Our classroom-based research project explores the impact of using poems (on such themes as love, death, migration) and different teaching approaches (‘creative’ versus ‘functional’) on 14 year-old language learners’ motivation and creativity levels. We have been working with approximately 600 French and German learners in year 9, and, of course, their teachers, from 16 secondary schools across England. Since age 14 is the end of the compulsory stage of language learning in England, students in year 9 (though sometimes also year 8) tend to make important decisions about whether to continue or drop the language they are currently studying.

After designing and piloting tests to assess general creativity, vocabulary, reading, writing, and a detailed motivation questionnaire, we conducted a series of baseline tests in our project schools in October 2017. In collaboration with language teachers, we developed around 50 PowerPoint presentations and lesson plans in French and German for the intervention phase. 18 language teachers came to our training event in October 2017, and soon after began the exciting first phase of teaching interventions.

Classes were allocated to a text type (literary or factual) and a teaching approach (creative or functional) for use in their year 9 language lessons. Once all intervention lessons had been taught for Phase 1, our team of researchers visited the project schools and conducted the same (or very similar) tests with the pupils. So that we could compare the text types and teaching approaches, classes then swapped over text type and approach for Phase 2, at the end of which we collected learner data for a third and last time, completing the process in July 2018. During the data collection year of  2017/18 we got to know our partner teachers and schools very well ‒ we popped in for regular lesson observations and we interviewed teachers and learners on their thoughts on the project.

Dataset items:
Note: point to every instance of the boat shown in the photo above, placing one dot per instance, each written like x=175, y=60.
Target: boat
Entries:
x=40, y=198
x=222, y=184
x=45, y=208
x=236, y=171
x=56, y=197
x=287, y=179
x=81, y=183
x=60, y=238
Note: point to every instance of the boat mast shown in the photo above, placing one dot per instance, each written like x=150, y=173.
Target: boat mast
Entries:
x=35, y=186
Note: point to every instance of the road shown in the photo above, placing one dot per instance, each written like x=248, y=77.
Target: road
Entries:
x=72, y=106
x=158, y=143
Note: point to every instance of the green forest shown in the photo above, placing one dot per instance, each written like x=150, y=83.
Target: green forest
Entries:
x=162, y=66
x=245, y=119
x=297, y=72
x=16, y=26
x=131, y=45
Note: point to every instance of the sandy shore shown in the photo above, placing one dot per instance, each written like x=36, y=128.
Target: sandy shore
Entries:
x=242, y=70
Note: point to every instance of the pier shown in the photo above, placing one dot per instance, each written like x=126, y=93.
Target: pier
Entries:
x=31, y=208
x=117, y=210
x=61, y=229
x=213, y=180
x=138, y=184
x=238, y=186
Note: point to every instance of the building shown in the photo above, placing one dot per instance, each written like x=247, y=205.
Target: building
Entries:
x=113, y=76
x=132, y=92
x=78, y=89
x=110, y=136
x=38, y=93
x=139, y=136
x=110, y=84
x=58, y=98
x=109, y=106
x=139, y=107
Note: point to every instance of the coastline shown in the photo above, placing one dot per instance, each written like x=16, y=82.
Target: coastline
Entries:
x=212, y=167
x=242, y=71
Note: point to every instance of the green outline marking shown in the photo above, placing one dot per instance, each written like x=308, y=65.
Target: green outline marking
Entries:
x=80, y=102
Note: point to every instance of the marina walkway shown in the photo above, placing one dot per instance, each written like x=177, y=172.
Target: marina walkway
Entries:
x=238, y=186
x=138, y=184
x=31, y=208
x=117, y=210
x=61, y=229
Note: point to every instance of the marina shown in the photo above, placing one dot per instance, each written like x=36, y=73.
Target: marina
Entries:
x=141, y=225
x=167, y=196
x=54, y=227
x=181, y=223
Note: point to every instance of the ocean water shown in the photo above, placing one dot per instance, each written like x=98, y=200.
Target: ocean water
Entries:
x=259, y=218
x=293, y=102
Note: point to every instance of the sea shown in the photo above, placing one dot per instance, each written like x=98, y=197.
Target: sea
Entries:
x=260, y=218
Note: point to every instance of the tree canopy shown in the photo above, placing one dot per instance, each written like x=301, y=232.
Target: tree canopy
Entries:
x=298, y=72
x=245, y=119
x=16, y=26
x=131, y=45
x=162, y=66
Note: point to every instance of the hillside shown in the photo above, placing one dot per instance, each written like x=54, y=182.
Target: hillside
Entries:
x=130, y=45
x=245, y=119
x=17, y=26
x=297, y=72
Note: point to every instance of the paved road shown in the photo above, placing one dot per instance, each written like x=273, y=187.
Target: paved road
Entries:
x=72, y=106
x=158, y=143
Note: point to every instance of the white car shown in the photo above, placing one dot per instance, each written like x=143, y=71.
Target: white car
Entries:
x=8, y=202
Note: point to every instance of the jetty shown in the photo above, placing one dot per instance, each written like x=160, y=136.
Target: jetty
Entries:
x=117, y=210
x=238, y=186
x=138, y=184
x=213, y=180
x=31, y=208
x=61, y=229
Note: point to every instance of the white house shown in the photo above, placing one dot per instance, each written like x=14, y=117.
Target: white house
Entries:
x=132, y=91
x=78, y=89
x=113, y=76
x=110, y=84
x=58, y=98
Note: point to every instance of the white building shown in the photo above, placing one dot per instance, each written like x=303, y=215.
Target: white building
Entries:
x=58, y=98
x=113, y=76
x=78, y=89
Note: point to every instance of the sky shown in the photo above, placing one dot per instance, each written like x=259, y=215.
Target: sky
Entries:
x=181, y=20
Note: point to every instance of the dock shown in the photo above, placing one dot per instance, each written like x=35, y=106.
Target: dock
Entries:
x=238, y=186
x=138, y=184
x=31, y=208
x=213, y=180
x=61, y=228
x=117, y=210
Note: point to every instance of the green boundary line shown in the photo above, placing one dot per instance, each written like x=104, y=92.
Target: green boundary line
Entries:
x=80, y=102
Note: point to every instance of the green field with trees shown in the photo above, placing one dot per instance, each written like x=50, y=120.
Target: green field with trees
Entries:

**Requests:**
1. Write out the part of the research project passage starting at "Classes were allocated" and ending at "on the project.", word for word.
2. According to the research project passage, how many language teachers came to the training event in October 2017?

**The replies:**
1.
Classes were allocated to a text type (literary or factual) and a teaching approach (creative or functional) for use in their year 9 language lessons. Once all intervention lessons had been taught for Phase 1, our team of researchers visited the project schools and conducted the same (or very similar) tests with the pupils. So that we could compare the text types and teaching approaches, classes then swapped over text type and approach for Phase 2, at the end of which we collected learner data for a third and last time, completing the process in July 2018. During the data collection year of  2017/18 we got to know our partner teachers and schools very well ‒ we popped in for regular lesson observations and we interviewed teachers and learners on their thoughts on the project.

2. 18 language teachers.